WHAT TO DO -
As a short bulleted list, rewrite the paragraph of the DataHub integration text that begins "When you pull metadata from DataHub", keeping its main facts.

------ SOURCE TEXT

Manually-raised DataHub incidents on the same dataset are untouched. Qualytics only manages incidents whose title starts with Qualytics:.
When You Resolve Anomalies in Qualytics
Archiving or resolving anomalies in Qualytics automatically triggers a push to DataHub when Event Driven is on. The corresponding DataHub Incident transitions to Resolved within about 10 seconds. No manual sync is required.
External Tags
When you pull metadata from DataHub, any tags on DataHub datasets are imported into Qualytics as external tags. These are visually distinct from regular Qualytics tags, so you can easily tell which labels came from your data catalog. Hovering over an external tag in Qualytics shows the source integration.

How external tags work:
- Tags from DataHub are automatically linked to the matching Qualytics resource (datastore, table, or column)
- If a tag is removed from a DataHub dataset, it will also be removed from Qualytics on the next sync
- Tags that no longer exist in DataHub are automatically cleaned up
- External tags on tables do not automatically carry over to their columns
Tip
Use the Overwrite Tags setting to control what happens when both platforms have tags with the same name. When off, the existing Qualytics tag is kept and the DataHub tag is skipped. When on, the existing tag is converted into an external tag managed by DataHub. For more details, see Overwrite Tags.
Known Limitations
As a Beta integration, there are some limitations to be aware of:
| Limitation | Details |
|---|---|
| Database-type datastores only | Only database datastores (e.g., PostgreSQL, Snowflake, BigQuery) are supported for sync. File-based datastores are not yet included. |
| Push-only for event-driven sync | When Event Driven is turned on, Qualytics only pushes data to DataHub. Pulling tags from DataHub still requires a manual sync. |
| Name-based asset matching | Qualytics matches assets by case-insensitive dotted-suffix comparison on the qualified name (database.schema.table.field). If naming conventions differ between DataHub and your datastores, some assets may not match automatically. |
| No column-level tag pull for all catalogs | Tags are pulled at the datastore, table, and column level, but the depth of tag coverage depends on how your DataHub datasets are tagged. |
| Single sync at a time | Only one sync can run at a time per integration. If a sync is already in progress, you'll need to wait for it to finish or cancel it before starting a new one. |
| No custom attribute mapping | The set of values pushed to DataHub is fixed (Quality Score Total, 8 dimension scores, Active Checks, Active Anomalies, and the Qualytics URL). Custom attribute mapping is not yet supported. |
Info
We're actively improving the DataHub integration based on customer feedback. If you run into a limitation that impacts your workflow, please reach out to the Qualytics support team so we can prioritize it.

------------
------ MATERIAL SUPPLIED

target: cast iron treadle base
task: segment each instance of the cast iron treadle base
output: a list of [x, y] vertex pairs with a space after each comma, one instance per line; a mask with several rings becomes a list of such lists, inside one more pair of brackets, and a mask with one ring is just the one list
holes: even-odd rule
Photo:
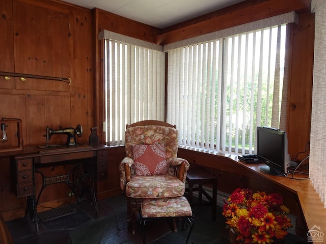
[[76, 212], [76, 208], [72, 206], [65, 206], [53, 209], [44, 211], [38, 214], [39, 218], [43, 222], [57, 218], [66, 216]]

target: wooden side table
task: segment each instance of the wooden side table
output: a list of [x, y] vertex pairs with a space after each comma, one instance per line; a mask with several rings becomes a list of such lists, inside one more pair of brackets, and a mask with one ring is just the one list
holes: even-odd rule
[[[188, 188], [186, 191], [188, 192], [188, 201], [191, 206], [196, 205], [211, 205], [212, 218], [216, 220], [216, 198], [218, 191], [218, 178], [213, 174], [204, 168], [196, 167], [189, 168], [187, 171], [186, 179], [188, 182]], [[194, 184], [198, 184], [198, 187], [194, 187]], [[203, 184], [211, 184], [212, 185], [212, 196], [211, 197], [203, 188]], [[193, 193], [198, 192], [198, 202], [193, 202]], [[204, 195], [208, 201], [203, 201], [202, 196]]]

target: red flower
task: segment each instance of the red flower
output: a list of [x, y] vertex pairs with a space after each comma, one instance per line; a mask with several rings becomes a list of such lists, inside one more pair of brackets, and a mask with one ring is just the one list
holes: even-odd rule
[[244, 200], [244, 197], [240, 192], [234, 192], [230, 196], [230, 199], [233, 203], [239, 204]]
[[251, 226], [251, 224], [249, 221], [243, 216], [240, 216], [238, 221], [238, 228], [240, 233], [244, 236], [250, 236], [250, 232], [249, 229]]
[[253, 242], [257, 242], [259, 244], [269, 243], [270, 241], [269, 236], [265, 233], [259, 232], [258, 233], [253, 234], [252, 236], [253, 237]]
[[278, 194], [238, 188], [224, 202], [226, 223], [244, 243], [265, 244], [284, 238], [292, 226], [287, 216], [289, 210]]
[[257, 204], [251, 208], [250, 213], [257, 219], [263, 218], [268, 212], [267, 208], [262, 204]]

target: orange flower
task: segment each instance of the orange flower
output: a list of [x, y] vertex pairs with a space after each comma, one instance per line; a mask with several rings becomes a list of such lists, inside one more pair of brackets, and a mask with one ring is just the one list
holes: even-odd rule
[[266, 244], [269, 243], [271, 241], [268, 235], [261, 232], [253, 234], [251, 236], [253, 237], [253, 242], [258, 244]]
[[259, 229], [261, 231], [268, 230], [269, 227], [274, 228], [277, 222], [274, 220], [275, 217], [271, 212], [267, 212], [266, 215], [261, 219], [262, 221], [261, 227]]
[[226, 201], [223, 215], [234, 229], [236, 239], [244, 243], [270, 243], [283, 239], [292, 225], [281, 196], [253, 193], [248, 189], [234, 190]]

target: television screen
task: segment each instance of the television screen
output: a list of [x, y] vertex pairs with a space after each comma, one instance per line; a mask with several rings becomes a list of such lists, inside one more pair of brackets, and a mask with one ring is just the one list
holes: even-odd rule
[[257, 128], [257, 155], [266, 166], [260, 170], [274, 175], [287, 173], [286, 133], [269, 127]]

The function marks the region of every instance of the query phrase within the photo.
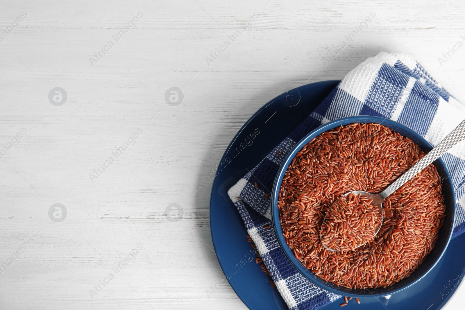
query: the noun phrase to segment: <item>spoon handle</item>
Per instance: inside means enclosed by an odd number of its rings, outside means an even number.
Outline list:
[[[430,164],[440,157],[449,149],[464,139],[465,139],[465,119],[462,121],[458,126],[454,128],[453,130],[439,142],[436,147],[430,151],[413,167],[400,176],[382,192],[380,193],[379,196],[384,199],[392,194],[396,190],[414,177],[417,173],[423,170]]]

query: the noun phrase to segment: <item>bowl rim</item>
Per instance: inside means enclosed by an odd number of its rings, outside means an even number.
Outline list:
[[[361,121],[360,120],[361,119],[365,119],[366,120],[369,120],[370,121]],[[430,148],[430,149],[432,148],[432,146],[431,144],[416,132],[407,127],[406,126],[400,124],[400,123],[389,119],[381,118],[378,116],[372,116],[371,115],[356,115],[339,119],[331,122],[328,122],[328,123],[319,126],[318,128],[314,129],[306,135],[306,136],[303,138],[300,141],[296,144],[295,145],[287,154],[286,158],[283,161],[283,163],[281,164],[281,165],[278,170],[278,172],[276,174],[276,176],[275,178],[273,184],[273,187],[272,189],[270,206],[272,224],[273,227],[273,231],[276,236],[276,238],[278,239],[278,244],[279,245],[279,247],[284,252],[285,256],[287,258],[287,260],[291,263],[291,264],[299,271],[299,273],[303,276],[306,279],[308,279],[312,284],[324,290],[329,291],[339,295],[352,297],[382,297],[383,296],[387,296],[397,293],[405,290],[412,285],[413,285],[428,274],[428,273],[432,270],[436,264],[437,264],[443,255],[444,255],[444,253],[446,252],[446,250],[447,246],[449,245],[449,242],[452,239],[452,233],[453,232],[454,223],[455,223],[456,214],[456,205],[457,204],[455,189],[454,188],[452,182],[452,178],[450,177],[450,172],[447,169],[447,167],[445,166],[444,162],[442,160],[441,158],[439,158],[436,160],[439,162],[441,165],[442,166],[442,167],[444,169],[445,173],[447,175],[448,177],[447,181],[448,182],[449,187],[450,188],[450,193],[452,196],[452,227],[451,229],[449,230],[449,234],[447,236],[445,246],[444,247],[441,247],[442,248],[442,251],[441,251],[440,254],[436,258],[434,263],[432,264],[432,265],[425,272],[423,272],[423,273],[421,276],[418,277],[418,278],[415,281],[405,285],[404,286],[399,288],[398,289],[395,290],[392,290],[388,292],[379,293],[370,292],[370,295],[369,295],[365,294],[358,295],[357,294],[350,293],[348,292],[342,290],[343,289],[347,290],[346,288],[334,284],[336,287],[341,287],[341,289],[339,290],[338,289],[334,288],[334,287],[332,287],[331,286],[328,285],[324,285],[322,283],[314,279],[311,277],[309,276],[307,273],[305,272],[306,270],[308,270],[302,263],[300,262],[300,261],[299,261],[296,258],[292,250],[291,250],[290,248],[289,248],[289,246],[287,245],[287,244],[286,241],[286,239],[283,235],[282,228],[281,226],[279,211],[277,207],[278,197],[279,194],[279,190],[281,188],[281,185],[282,183],[282,179],[284,178],[284,174],[286,173],[286,171],[287,171],[287,167],[289,166],[290,162],[295,157],[297,153],[299,152],[299,151],[302,149],[304,146],[306,145],[310,141],[310,140],[314,137],[318,136],[325,132],[338,127],[341,125],[349,125],[353,123],[374,123],[375,124],[383,125],[384,122],[393,124],[395,126],[397,126],[398,127],[402,129],[403,130],[411,133],[412,136],[414,136],[416,138],[420,141],[422,143],[424,144],[427,147]],[[389,124],[387,124],[386,125],[387,125],[386,127],[389,127]],[[408,278],[408,277],[406,278]],[[354,289],[352,289],[352,290]],[[376,289],[371,289],[371,290],[376,290]]]

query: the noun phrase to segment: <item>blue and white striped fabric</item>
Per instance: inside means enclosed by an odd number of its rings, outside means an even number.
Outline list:
[[[315,310],[340,297],[312,284],[287,261],[272,230],[263,228],[271,225],[270,197],[265,196],[286,155],[307,133],[328,122],[358,115],[397,121],[434,146],[465,119],[465,106],[410,57],[381,52],[351,71],[306,119],[230,189],[230,198],[291,310]],[[455,237],[465,231],[465,143],[442,158],[452,175],[458,202]]]

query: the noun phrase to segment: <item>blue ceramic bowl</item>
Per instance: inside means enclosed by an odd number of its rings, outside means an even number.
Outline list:
[[[435,161],[434,164],[443,179],[442,190],[445,204],[446,217],[444,218],[444,224],[439,230],[439,236],[434,248],[428,255],[420,266],[408,277],[385,288],[362,289],[348,289],[326,281],[316,276],[296,258],[292,250],[286,243],[286,239],[283,235],[283,231],[279,220],[279,211],[277,207],[279,189],[281,188],[281,184],[283,181],[284,174],[287,170],[291,162],[295,157],[297,152],[301,150],[310,140],[326,131],[339,127],[339,125],[344,125],[353,123],[380,124],[394,129],[394,131],[404,137],[408,137],[418,144],[422,151],[425,152],[428,152],[432,148],[431,145],[420,135],[404,125],[390,119],[374,116],[362,115],[347,117],[327,123],[313,131],[300,140],[294,147],[294,148],[287,155],[286,160],[281,165],[274,180],[274,184],[273,185],[272,192],[272,221],[273,228],[276,235],[276,237],[278,238],[278,242],[284,254],[296,269],[310,282],[324,290],[340,295],[352,297],[380,297],[394,294],[402,290],[405,290],[418,282],[431,271],[441,258],[441,257],[445,252],[447,245],[452,237],[454,219],[456,212],[455,195],[454,193],[452,178],[447,171],[444,162],[439,158]]]

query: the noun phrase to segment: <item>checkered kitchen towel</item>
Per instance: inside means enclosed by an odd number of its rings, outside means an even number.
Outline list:
[[[397,121],[434,146],[465,119],[465,106],[410,57],[380,53],[351,71],[310,116],[229,190],[230,198],[291,310],[315,310],[340,297],[312,284],[287,261],[272,230],[263,228],[271,225],[270,197],[265,196],[286,155],[306,135],[331,121],[358,115]],[[458,144],[442,158],[452,173],[458,202],[456,237],[465,231],[465,144]]]

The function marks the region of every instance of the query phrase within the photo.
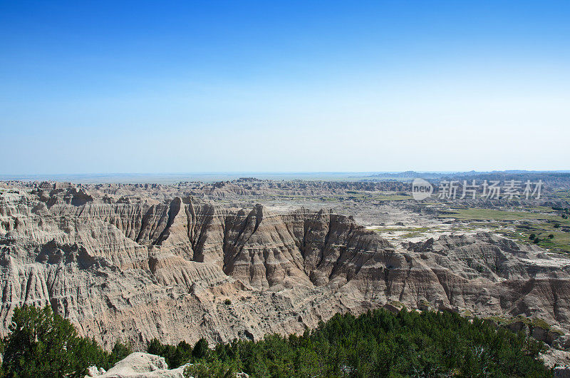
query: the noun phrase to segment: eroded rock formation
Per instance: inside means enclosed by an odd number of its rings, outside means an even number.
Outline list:
[[[140,189],[144,193],[144,188]],[[45,305],[109,347],[256,339],[390,303],[524,315],[567,331],[570,260],[489,234],[395,247],[348,217],[84,188],[0,195],[0,333]]]

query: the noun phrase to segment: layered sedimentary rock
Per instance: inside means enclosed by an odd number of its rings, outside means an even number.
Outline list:
[[[399,302],[567,330],[570,260],[489,234],[395,247],[350,218],[73,185],[0,195],[0,333],[45,305],[108,347],[300,332]]]

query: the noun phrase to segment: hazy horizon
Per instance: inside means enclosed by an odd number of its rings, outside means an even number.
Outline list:
[[[569,16],[1,2],[0,175],[569,169]]]

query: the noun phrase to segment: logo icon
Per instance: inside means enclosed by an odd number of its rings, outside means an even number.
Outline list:
[[[433,185],[423,178],[415,178],[412,183],[412,197],[417,201],[425,200],[433,193]]]

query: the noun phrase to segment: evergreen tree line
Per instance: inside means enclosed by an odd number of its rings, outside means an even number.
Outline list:
[[[117,342],[109,352],[97,342],[78,336],[67,319],[50,306],[16,308],[8,336],[0,340],[0,377],[83,378],[87,368],[108,369],[131,352],[128,344]]]
[[[153,339],[147,352],[170,368],[187,362],[196,378],[232,377],[552,377],[538,359],[544,344],[522,332],[496,329],[452,312],[369,311],[337,315],[302,335],[268,334],[210,349],[204,339],[166,345]],[[50,307],[24,307],[2,342],[1,375],[83,377],[88,367],[108,369],[130,353],[117,343],[111,352],[79,337]]]

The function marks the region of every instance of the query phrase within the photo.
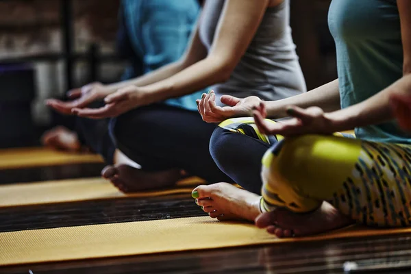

------------

RESPONSE -
- Pulling metadata from DataHub imports any tags on DataHub datasets into Qualytics as external tags.
- External tags look visually distinct from regular Qualytics tags, so labels from the data catalog are easy to identify.
- Hovering over an external tag in Qualytics shows the source integration.